Exercise task: Which lines run from the one containing "Every instance of the cascading" to the end of the entries? Quote them exactly, and nothing else.

Input for this task:

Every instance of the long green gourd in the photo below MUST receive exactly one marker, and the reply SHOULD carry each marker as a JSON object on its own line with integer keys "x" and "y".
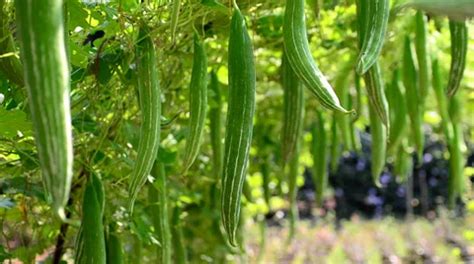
{"x": 358, "y": 97}
{"x": 378, "y": 12}
{"x": 293, "y": 113}
{"x": 378, "y": 147}
{"x": 456, "y": 184}
{"x": 158, "y": 197}
{"x": 265, "y": 171}
{"x": 455, "y": 9}
{"x": 197, "y": 103}
{"x": 114, "y": 247}
{"x": 150, "y": 106}
{"x": 10, "y": 66}
{"x": 174, "y": 19}
{"x": 215, "y": 123}
{"x": 450, "y": 130}
{"x": 334, "y": 152}
{"x": 300, "y": 58}
{"x": 341, "y": 85}
{"x": 46, "y": 72}
{"x": 319, "y": 147}
{"x": 293, "y": 190}
{"x": 373, "y": 76}
{"x": 354, "y": 135}
{"x": 180, "y": 255}
{"x": 403, "y": 163}
{"x": 239, "y": 125}
{"x": 459, "y": 45}
{"x": 90, "y": 242}
{"x": 412, "y": 96}
{"x": 398, "y": 113}
{"x": 422, "y": 54}
{"x": 442, "y": 102}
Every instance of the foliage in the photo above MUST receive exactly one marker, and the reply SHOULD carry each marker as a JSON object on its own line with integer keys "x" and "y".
{"x": 106, "y": 119}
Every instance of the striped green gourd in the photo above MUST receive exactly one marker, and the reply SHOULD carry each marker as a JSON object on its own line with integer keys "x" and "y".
{"x": 90, "y": 242}
{"x": 265, "y": 171}
{"x": 376, "y": 92}
{"x": 451, "y": 130}
{"x": 341, "y": 84}
{"x": 454, "y": 9}
{"x": 422, "y": 54}
{"x": 114, "y": 247}
{"x": 398, "y": 112}
{"x": 373, "y": 76}
{"x": 300, "y": 58}
{"x": 10, "y": 66}
{"x": 176, "y": 5}
{"x": 412, "y": 95}
{"x": 239, "y": 125}
{"x": 293, "y": 110}
{"x": 403, "y": 162}
{"x": 335, "y": 148}
{"x": 442, "y": 101}
{"x": 150, "y": 106}
{"x": 158, "y": 197}
{"x": 197, "y": 103}
{"x": 459, "y": 47}
{"x": 180, "y": 255}
{"x": 456, "y": 184}
{"x": 46, "y": 72}
{"x": 358, "y": 97}
{"x": 215, "y": 123}
{"x": 377, "y": 14}
{"x": 379, "y": 145}
{"x": 355, "y": 144}
{"x": 319, "y": 147}
{"x": 293, "y": 189}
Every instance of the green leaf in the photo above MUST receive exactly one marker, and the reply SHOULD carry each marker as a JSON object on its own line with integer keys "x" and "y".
{"x": 3, "y": 254}
{"x": 214, "y": 4}
{"x": 12, "y": 122}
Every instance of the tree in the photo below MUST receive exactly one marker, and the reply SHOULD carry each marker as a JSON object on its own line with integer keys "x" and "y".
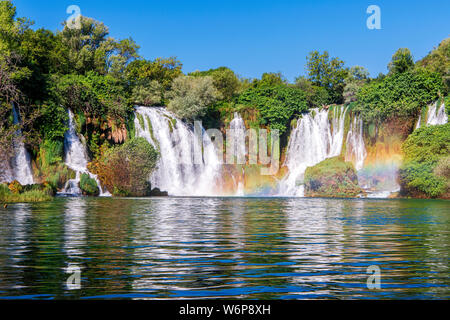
{"x": 327, "y": 73}
{"x": 438, "y": 61}
{"x": 357, "y": 77}
{"x": 191, "y": 96}
{"x": 225, "y": 80}
{"x": 163, "y": 70}
{"x": 147, "y": 95}
{"x": 126, "y": 169}
{"x": 89, "y": 48}
{"x": 402, "y": 61}
{"x": 315, "y": 96}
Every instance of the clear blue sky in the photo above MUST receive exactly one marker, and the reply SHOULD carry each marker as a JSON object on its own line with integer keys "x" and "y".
{"x": 253, "y": 37}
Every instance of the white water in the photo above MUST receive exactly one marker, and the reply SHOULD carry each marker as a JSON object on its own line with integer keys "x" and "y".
{"x": 76, "y": 159}
{"x": 315, "y": 139}
{"x": 436, "y": 118}
{"x": 21, "y": 164}
{"x": 236, "y": 137}
{"x": 355, "y": 147}
{"x": 183, "y": 169}
{"x": 434, "y": 115}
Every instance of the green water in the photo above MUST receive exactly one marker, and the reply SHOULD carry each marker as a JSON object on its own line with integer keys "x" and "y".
{"x": 248, "y": 248}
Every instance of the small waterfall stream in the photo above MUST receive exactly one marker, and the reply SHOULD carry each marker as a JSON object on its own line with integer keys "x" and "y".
{"x": 355, "y": 147}
{"x": 183, "y": 169}
{"x": 76, "y": 159}
{"x": 21, "y": 164}
{"x": 315, "y": 139}
{"x": 434, "y": 115}
{"x": 437, "y": 116}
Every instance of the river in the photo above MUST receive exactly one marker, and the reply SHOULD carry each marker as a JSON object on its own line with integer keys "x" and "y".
{"x": 244, "y": 248}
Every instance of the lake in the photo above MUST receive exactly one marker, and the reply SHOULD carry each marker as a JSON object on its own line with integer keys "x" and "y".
{"x": 225, "y": 248}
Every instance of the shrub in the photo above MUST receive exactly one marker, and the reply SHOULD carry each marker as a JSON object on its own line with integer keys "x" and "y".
{"x": 425, "y": 171}
{"x": 191, "y": 96}
{"x": 126, "y": 169}
{"x": 332, "y": 177}
{"x": 401, "y": 94}
{"x": 149, "y": 94}
{"x": 30, "y": 193}
{"x": 277, "y": 105}
{"x": 88, "y": 185}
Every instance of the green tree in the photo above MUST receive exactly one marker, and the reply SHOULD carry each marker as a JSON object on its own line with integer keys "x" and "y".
{"x": 224, "y": 79}
{"x": 327, "y": 73}
{"x": 438, "y": 61}
{"x": 401, "y": 61}
{"x": 357, "y": 77}
{"x": 126, "y": 169}
{"x": 190, "y": 97}
{"x": 163, "y": 70}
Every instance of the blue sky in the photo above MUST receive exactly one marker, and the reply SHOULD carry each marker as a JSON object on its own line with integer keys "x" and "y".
{"x": 253, "y": 37}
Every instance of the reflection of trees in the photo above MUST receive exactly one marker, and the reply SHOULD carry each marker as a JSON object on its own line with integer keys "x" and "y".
{"x": 14, "y": 243}
{"x": 109, "y": 251}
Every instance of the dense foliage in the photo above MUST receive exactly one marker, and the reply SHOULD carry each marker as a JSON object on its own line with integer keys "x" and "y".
{"x": 332, "y": 177}
{"x": 125, "y": 169}
{"x": 277, "y": 104}
{"x": 426, "y": 166}
{"x": 191, "y": 96}
{"x": 43, "y": 73}
{"x": 400, "y": 94}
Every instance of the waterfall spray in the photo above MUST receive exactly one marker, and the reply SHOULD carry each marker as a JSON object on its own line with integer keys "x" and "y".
{"x": 179, "y": 171}
{"x": 21, "y": 161}
{"x": 315, "y": 139}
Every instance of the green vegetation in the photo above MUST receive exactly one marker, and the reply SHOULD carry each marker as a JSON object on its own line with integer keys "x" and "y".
{"x": 88, "y": 185}
{"x": 101, "y": 78}
{"x": 276, "y": 104}
{"x": 402, "y": 61}
{"x": 32, "y": 193}
{"x": 397, "y": 95}
{"x": 332, "y": 177}
{"x": 438, "y": 61}
{"x": 191, "y": 96}
{"x": 425, "y": 169}
{"x": 125, "y": 169}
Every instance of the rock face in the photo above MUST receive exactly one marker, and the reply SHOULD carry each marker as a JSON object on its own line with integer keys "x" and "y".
{"x": 332, "y": 177}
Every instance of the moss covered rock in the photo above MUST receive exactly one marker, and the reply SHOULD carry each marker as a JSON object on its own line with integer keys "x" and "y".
{"x": 125, "y": 169}
{"x": 332, "y": 178}
{"x": 88, "y": 185}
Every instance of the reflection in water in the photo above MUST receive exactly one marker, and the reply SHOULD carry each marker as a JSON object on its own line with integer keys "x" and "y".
{"x": 265, "y": 248}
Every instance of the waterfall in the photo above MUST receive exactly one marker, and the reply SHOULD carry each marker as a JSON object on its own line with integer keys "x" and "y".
{"x": 436, "y": 117}
{"x": 418, "y": 122}
{"x": 237, "y": 136}
{"x": 183, "y": 169}
{"x": 315, "y": 139}
{"x": 356, "y": 149}
{"x": 77, "y": 160}
{"x": 21, "y": 164}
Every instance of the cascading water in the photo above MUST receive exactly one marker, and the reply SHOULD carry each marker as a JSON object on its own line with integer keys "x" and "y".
{"x": 436, "y": 117}
{"x": 315, "y": 139}
{"x": 355, "y": 147}
{"x": 236, "y": 135}
{"x": 21, "y": 164}
{"x": 76, "y": 159}
{"x": 183, "y": 169}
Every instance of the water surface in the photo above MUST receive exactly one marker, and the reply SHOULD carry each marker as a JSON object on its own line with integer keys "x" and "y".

Response:
Every instance of the cascading water in the photo above MUST receive exactly one marker, and the reply SHOULD carry each marker as a JSON object on its own line with integer keys "x" and "y".
{"x": 436, "y": 117}
{"x": 315, "y": 139}
{"x": 355, "y": 147}
{"x": 236, "y": 135}
{"x": 21, "y": 164}
{"x": 76, "y": 159}
{"x": 183, "y": 169}
Every instance of the water surface in the photo above MUST receive exactly one marker, and the reply SHOULD carry each marker as a JSON object on its own line with integer keys "x" and "y".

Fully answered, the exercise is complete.